Text passage:
START

West Norwood crem (see note at the end) doesn’t use the Wesley Music system for playing farewell tracks, so I recorded a CD  with the music for the ceremony.

The tracks were played absolutely on cue by the crematorium manager…Bernard came in to Space Intro/Fly Like An Eagle by the Steve Miller Band. My tribute – memories of our friendship and his unique qualities – ended by detailing some of the music we shared. This included Tom Waits, and so was played his tender, anguished version of Somewhere, from West Side Story.

Then Bill, a loyal and generous friend of Bernard, recalled two or three very humorous moments they shared when Bern stayed with him following his time in Frankfurt. We needed some laughter and Bill delivered.

Hilary, Bern’s partner for an intense period many years ago and who, like many others, has stayed loyal and affectionate, read most sympathetically The Road Not Taken, by Robert Frost. This was chosen by Maggie, Bern’s widow who came over from Frankfurt to attend.

Maggie was deeply affected by the funeral and hugely grateful to all those who attended. She designed the excellent order of ceremony leaflets, using some great photos of Bernard.

The track played during the time for quiet contemplation was Meadow of Delight and Sadness from John Barry’s lovely The Beyondness of Things.  And as we watched the curtains close around Bernard for his final journey, The Joker by the Steve Miller Band played, understood and appreciated by everyone who had cried tears of laughter when Bern told a joke or acted out a ridiculous monologue.

END

Material supplied:
START

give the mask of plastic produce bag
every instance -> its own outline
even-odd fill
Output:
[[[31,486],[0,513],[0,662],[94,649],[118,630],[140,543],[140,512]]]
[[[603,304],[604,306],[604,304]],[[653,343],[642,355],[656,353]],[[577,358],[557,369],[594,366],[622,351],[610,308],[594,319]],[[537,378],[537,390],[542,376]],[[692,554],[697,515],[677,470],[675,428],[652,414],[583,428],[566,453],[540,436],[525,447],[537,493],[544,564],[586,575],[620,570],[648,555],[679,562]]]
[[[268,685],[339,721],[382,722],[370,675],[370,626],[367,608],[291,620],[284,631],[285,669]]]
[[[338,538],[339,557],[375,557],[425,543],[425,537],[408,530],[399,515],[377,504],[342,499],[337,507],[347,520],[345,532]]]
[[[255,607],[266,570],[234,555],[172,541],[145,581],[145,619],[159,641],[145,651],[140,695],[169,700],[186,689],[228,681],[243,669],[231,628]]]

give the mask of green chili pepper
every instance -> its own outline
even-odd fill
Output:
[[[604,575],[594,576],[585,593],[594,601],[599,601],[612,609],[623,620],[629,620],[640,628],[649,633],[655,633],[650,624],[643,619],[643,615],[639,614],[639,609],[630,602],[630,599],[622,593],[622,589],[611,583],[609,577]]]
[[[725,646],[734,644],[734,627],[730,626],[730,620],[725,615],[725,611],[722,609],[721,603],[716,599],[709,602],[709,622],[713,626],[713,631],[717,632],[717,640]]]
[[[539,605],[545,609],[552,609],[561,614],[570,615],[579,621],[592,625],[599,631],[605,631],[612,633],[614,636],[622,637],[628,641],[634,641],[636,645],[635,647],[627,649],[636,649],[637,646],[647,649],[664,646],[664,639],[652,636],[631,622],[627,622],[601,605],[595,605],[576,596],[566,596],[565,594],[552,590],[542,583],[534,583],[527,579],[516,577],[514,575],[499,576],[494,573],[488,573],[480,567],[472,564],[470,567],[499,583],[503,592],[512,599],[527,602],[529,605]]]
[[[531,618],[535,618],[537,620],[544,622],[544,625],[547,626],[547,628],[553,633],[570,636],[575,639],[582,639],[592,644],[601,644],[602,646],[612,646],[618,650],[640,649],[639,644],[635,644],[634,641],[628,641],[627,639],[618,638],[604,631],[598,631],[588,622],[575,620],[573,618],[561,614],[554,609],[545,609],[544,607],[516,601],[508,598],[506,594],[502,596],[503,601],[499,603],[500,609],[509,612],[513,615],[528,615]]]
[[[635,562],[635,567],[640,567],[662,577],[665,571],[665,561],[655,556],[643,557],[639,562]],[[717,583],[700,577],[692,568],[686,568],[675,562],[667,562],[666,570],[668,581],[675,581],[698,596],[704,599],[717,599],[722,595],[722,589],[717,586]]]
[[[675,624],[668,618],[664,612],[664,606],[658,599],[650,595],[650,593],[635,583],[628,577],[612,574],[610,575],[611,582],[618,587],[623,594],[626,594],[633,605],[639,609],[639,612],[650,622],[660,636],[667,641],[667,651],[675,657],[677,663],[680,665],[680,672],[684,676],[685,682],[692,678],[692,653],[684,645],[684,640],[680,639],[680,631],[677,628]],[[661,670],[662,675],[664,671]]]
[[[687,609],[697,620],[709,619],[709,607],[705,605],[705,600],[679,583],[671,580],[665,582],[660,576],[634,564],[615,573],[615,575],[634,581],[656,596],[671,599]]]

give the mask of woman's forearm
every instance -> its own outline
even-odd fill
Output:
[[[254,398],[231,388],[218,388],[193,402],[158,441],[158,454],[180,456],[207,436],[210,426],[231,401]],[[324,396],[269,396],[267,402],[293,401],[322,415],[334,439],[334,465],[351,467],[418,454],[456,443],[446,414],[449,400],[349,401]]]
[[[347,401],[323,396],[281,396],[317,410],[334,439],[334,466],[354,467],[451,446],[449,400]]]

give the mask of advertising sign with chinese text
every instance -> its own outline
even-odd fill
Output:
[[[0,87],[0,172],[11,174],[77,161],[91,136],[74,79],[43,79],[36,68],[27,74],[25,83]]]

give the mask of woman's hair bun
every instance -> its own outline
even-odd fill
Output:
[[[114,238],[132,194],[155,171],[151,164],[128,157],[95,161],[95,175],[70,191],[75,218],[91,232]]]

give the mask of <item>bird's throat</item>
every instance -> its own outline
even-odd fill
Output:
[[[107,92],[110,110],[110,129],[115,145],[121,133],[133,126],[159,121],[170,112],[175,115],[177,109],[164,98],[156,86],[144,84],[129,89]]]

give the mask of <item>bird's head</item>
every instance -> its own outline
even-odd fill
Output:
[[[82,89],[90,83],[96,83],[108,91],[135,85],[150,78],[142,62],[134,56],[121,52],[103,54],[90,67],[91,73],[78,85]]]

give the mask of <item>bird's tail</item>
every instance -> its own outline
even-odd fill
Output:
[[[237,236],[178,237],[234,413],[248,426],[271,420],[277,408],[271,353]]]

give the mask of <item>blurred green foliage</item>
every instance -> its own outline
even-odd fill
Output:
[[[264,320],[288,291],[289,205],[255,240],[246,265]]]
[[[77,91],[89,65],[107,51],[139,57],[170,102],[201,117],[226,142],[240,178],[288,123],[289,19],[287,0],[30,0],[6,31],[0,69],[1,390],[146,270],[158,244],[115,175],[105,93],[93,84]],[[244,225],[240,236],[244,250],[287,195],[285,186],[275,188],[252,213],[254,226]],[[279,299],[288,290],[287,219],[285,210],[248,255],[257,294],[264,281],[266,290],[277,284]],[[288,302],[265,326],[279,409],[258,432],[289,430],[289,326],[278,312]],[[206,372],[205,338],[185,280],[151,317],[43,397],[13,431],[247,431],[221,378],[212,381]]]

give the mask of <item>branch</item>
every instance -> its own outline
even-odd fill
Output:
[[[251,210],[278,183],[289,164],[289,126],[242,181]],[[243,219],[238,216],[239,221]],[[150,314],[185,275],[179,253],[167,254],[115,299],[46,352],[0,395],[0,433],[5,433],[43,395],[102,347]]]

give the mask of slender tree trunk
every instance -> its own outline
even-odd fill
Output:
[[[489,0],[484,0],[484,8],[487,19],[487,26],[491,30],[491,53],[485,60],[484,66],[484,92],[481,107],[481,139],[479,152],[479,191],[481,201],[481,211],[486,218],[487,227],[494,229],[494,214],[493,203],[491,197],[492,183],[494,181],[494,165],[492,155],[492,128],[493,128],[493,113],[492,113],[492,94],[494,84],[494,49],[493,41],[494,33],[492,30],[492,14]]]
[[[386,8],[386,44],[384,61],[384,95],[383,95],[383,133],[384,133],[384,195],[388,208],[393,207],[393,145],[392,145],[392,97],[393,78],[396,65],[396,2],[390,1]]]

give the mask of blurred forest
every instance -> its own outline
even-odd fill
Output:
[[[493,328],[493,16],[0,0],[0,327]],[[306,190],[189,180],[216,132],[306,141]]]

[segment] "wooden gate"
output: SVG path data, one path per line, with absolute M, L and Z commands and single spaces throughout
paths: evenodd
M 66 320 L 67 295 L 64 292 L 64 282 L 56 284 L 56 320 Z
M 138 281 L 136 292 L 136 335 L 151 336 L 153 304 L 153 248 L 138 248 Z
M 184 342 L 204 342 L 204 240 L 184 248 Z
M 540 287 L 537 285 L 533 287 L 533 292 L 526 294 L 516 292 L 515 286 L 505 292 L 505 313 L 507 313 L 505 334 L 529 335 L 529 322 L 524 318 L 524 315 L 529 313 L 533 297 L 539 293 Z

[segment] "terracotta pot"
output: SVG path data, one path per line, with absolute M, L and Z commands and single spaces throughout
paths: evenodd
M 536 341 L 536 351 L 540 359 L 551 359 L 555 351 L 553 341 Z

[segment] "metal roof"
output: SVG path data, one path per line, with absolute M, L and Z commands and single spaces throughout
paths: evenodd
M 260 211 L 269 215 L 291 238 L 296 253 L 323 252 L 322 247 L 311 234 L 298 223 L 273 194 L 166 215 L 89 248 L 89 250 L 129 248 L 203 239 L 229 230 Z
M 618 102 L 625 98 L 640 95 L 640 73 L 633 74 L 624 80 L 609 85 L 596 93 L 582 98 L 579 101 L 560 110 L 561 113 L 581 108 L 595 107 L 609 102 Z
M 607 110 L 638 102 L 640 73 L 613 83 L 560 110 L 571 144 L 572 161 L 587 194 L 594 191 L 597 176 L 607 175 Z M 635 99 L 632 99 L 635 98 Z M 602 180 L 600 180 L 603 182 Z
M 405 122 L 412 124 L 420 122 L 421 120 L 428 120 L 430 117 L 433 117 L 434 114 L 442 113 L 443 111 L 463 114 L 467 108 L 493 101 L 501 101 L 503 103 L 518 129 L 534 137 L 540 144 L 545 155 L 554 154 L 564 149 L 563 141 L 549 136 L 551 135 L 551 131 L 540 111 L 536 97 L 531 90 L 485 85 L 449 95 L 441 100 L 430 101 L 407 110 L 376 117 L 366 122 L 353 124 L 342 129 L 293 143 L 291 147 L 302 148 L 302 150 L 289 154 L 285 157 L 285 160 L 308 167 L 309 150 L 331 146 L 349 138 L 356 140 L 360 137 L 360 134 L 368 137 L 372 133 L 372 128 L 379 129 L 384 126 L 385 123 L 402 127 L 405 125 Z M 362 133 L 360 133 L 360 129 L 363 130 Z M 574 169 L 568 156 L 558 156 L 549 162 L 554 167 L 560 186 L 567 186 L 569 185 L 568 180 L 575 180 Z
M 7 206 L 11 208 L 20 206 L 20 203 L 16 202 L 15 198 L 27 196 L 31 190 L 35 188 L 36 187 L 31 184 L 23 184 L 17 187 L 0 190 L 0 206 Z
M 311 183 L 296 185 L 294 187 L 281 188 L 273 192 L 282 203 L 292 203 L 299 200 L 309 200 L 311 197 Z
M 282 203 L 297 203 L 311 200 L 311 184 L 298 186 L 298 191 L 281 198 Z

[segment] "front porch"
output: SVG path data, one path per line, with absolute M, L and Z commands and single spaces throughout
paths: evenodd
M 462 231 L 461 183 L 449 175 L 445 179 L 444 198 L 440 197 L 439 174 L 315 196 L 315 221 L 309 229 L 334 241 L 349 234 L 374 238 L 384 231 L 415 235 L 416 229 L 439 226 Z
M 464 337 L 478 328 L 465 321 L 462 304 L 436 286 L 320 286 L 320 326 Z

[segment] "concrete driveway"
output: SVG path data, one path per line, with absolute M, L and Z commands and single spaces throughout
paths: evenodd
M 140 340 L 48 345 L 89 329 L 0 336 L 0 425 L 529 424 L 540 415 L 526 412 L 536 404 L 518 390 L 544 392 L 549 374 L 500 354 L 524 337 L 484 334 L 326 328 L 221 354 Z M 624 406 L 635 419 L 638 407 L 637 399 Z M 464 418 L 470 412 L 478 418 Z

END

Instructions:
(A) Please list every line of the listing that contains the string "bird". Case counts.
(B) Write what comes next in the account of the funeral, starting right after its last sentence.

Results for the exercise:
(A)
give the mask of <item>bird's throat</item>
give the mask of <item>bird's head</item>
give the mask of <item>bird's tail</item>

(B)
Virtually all came back to The Rosendale to share memories, catch up on old friendships and listen to a playlist to which various friends contributed. The staff were helpful, the food excellent and the music system worked well. More important, it was good to meet members of Bern’s family who attended and whose memories of Bernard were so touching to hear.

Bernard, I’m glad to say, had a good funeral. Several people said he would have approved. On his behalf, then, thanks to everyone concerned. Continue to remember him well.

West Norwood Cemetery is an excellent example of a Victorian metropolitan lawn cemetery and has the finest collection of sepulchral monuments in the capital, including a dedicated Greek Orthodox necropolis. Lambeth Council built the crematorium on the top of the hill from which there’s a great view of London. I recommend it as a peaceful and interesting stroll.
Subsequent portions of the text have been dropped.